Bagian Latihan
1/ Ketik ulang bagian teks tentang teori kepemimpinan, mulai dari "Evolusi Teori Kepemimpinan" dan terus hingga "beberapa teori tersebut.".
2/ Tuliskan lanjutan teks tentang teori kepemimpinan setelah kalimat terakhir yang ditampilkan.

Teks
☆ ☆ ☆ ☆

Evolusi Teori Kepemimpinan
Berbagai teori dan pemikiran manajemen muncul dan masing-masing memberikan kontribusi berkaitan dengan pemahaman mengenai leader dan leadership, serta hubungannya dengan perumusan strategi selama proses change management. Berikut adalah beberapa teori tersebut.
Trait Theory
Trait theory muncul pada awal-awal dilakukannya kajian atas pemimpin dan kepemimpinan. Hal ini dilatarbelakangi oleh pemikiran bahwa memahami sifat atau karakter pemimpin dan kepemimpinan sangat penting untuk menentukan potensi kepemimpinan yang efektif dalam organisasi. Para pemimpin selalu menghadapi lingkungan bisnis yang sangat dinamis, dan perubahan merupakan sesuatu yang bersifat konstan. Untuk dapat menangani perubahan secara efektif, pengikut harus dapat memahami visi pemimpin dan bersedia menjaga komitmen untuk mencapai visi tersebut sesuai arahan pemimpin.

☆ ☆ ☆ ☆

Isi Dataset
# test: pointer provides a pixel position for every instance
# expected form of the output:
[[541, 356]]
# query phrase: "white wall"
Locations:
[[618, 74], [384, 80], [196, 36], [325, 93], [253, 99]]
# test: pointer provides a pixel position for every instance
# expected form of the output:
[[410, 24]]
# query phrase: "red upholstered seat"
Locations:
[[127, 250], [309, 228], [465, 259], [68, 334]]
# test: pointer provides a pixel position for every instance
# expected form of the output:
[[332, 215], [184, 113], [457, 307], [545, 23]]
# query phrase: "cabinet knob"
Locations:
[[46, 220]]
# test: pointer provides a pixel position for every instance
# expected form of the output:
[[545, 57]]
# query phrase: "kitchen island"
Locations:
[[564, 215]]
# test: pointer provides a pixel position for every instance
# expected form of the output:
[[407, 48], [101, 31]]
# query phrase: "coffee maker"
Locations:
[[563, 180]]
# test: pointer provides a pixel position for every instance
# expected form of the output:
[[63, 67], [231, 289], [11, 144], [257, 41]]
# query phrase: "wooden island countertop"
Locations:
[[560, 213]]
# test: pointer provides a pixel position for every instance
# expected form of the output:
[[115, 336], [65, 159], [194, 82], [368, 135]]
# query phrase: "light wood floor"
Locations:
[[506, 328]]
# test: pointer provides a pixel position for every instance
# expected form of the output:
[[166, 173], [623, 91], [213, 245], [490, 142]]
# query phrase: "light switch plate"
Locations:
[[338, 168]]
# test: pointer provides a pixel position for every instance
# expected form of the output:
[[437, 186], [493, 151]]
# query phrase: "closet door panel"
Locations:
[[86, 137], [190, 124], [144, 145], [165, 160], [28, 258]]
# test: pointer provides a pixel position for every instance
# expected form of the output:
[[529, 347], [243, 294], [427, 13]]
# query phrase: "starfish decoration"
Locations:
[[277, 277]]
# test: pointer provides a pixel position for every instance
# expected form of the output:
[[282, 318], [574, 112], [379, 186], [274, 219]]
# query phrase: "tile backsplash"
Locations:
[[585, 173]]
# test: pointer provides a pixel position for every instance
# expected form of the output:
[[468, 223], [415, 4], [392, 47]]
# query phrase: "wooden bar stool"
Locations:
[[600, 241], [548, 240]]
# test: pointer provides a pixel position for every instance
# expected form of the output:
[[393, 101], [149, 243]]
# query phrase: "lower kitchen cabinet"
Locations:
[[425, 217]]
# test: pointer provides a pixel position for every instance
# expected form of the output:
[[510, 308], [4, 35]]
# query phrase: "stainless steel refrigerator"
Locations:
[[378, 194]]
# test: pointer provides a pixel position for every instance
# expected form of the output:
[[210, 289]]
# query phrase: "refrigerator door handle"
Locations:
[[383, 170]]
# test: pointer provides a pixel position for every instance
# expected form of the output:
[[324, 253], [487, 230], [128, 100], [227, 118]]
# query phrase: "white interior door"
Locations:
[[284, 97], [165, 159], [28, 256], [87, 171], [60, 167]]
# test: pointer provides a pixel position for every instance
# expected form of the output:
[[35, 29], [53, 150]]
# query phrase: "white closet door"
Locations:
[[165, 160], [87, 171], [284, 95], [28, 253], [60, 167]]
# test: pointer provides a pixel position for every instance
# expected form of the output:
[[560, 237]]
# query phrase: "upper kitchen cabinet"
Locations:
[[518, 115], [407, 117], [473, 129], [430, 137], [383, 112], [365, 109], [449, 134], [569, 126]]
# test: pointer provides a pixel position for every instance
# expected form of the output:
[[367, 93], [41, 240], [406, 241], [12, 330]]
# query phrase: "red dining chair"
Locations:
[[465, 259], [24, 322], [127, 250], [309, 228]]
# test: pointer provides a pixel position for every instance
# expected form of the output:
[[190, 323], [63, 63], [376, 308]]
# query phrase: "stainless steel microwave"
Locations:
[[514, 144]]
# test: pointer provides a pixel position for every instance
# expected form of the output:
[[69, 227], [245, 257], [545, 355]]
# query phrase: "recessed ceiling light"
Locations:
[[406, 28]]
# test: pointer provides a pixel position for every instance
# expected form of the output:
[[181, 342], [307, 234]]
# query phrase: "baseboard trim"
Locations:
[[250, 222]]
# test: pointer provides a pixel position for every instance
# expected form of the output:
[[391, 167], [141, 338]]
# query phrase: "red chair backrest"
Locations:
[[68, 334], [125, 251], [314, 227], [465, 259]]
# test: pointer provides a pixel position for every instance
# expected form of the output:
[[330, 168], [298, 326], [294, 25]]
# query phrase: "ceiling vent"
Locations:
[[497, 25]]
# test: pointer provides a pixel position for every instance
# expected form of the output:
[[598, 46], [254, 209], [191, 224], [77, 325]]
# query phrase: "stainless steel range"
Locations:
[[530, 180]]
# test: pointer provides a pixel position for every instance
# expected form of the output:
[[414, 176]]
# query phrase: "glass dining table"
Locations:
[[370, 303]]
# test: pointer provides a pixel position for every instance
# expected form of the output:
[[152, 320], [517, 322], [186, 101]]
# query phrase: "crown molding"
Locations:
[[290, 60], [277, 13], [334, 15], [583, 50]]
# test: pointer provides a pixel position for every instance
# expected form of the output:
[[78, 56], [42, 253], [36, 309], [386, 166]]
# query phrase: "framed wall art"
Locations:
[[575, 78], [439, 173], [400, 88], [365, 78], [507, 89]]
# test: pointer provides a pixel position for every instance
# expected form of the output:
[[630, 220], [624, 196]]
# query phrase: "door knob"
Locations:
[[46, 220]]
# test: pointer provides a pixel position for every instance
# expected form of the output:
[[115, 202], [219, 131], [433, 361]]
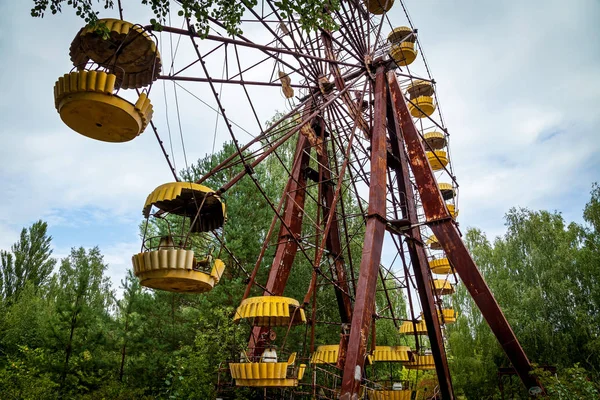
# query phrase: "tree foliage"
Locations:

☆ ☆ ☆ ☆

Jawaban Tugas
1/
Evolusi Teori Kepemimpinan
Berbagai teori dan pemikiran manajemen muncul dan masing-masing memberikan kontribusi berkaitan dengan pemahaman mengenai leader dan leadership, serta hubungannya dengan perumusan strategi selama proses change management. Berikut adalah beberapa teori tersebut.

2/
Di dalam perkembangan selanjutnya, sifat atau karakter seorang masih digunakan untuk mengidentifikasi baik atau tidaknya kualitas pemimpin. Dengan kata lain, pemimpinan yang berkualitas dapat diidentifikasi dari sifat atau karakter yang dimilikinya. Berkaitan dengan itu, terdapat lima ciri-ciri atau karakteristik yang sangat penting bagi seorang pemimpin untuk membuat pengikutnya sukses, yang meliputi intelligence, self-confidence, determination, integrity, dan sociability. Seorang pemimpin harus memiliki kecerdasan untuk dapat mengidentifikasi perubahan faktor-faktor lingkungan dan memiliki rasa percaya diri dan tekad untuk melakukan perubahan organisasi secara signifikan. Pemimpin juga harus memiliki integritas yang tinggi dan mampu menanamkan integritas dan nilai-nilai ini dalam pengikutnya. Kemampuan bersosialisasi menunjukkan kemampuan pemimpin untuk menciptakan dan meningkatkan kebersamaan dan menghasilkan pengikut militan.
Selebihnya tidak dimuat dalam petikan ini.